EXCERPTED TEXT:
==============================

Check out this article from The New York Times about Romanian health care and corruption.
Story starts off with a great lede about a family that had a heartbreaking experience with the health care system.
And here’s a fact that caught my attention: “And Transparency International, the Berlin-based anticorruption watchdog, ranked Romania as the second most corrupt country in the 27-member European Union last year, behind neighboring Bulgaria.”
It’s hard for me to imagine living in situations like these, where bribery is not only normal, but expected. I wonder how seeing this aspect of the culture in person will affect me.
It will not affect you at all, unless you’re getting sick or you’re victim of an accident. And the bribe it is not so costly, only the nurses expect you to give them something in exchange for their services, the doctors are not beggars (but they also appreciate if you give them a small attention, like cigarettes, especialy now when alcohol and tobacco became more and more over-taxed).
0gar– Yesterday in our interview we asked the UTD student who moved here recently from Romania whether he thought Western media misrepresented Romania to an extent (maybe over dramatized the conditions?) I am curious, what do you think? Do you live there now or moved from there recently? You seem to know a lot about current conditions. I’d love to get your take!

==============================

COLLECTED DATA:
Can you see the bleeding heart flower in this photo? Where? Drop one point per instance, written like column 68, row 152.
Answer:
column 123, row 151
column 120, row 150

==============================

YOUR TASKS:
1. Copy out the text on Romanian health care between "And here’s a" and "and more over-taxed).", inclusive.
2. Write the next part of the text on Romanian health care, picking up after its final sentence.
The lines above are separate material and have no connection to the text on Romanian health care.

YOUR WRITTEN ANSWERS:
1.
And here’s a fact that caught my attention: “And Transparency International, the Berlin-based anticorruption watchdog, ranked Romania as the second most corrupt country in the 27-member European Union last year, behind neighboring Bulgaria.”
It’s hard for me to imagine living in situations like these, where bribery is not only normal, but expected. I wonder how seeing this aspect of the culture in person will affect me.
It will not affect you at all, unless you’re getting sick or you’re victim of an accident. And the bribe it is not so costly, only the nurses expect you to give them something in exchange for their services, the doctors are not beggars (but they also appreciate if you give them a small attention, like cigarettes, especialy now when alcohol and tobacco became more and more over-taxed).

2.
Ofcourse the journals asks only for the sensational parts. I’m an average Romanian and I say that we have a good Health-Care System, but now the people who are working in this System are not plenty enough for the growing numbers of pacients and i think not even your country do not have sufficient doctors. But in my country the low payments push them to emigrate in another countries from Europe (like Spain for example) for a better salary. Something new for us is the private helth-care (like asylum for old-people or esthetic-clinics, we expect to apear even private hospitals) who are not so cheap like the public system, but doesn’t alowed bribe among the workers who treat the pacients.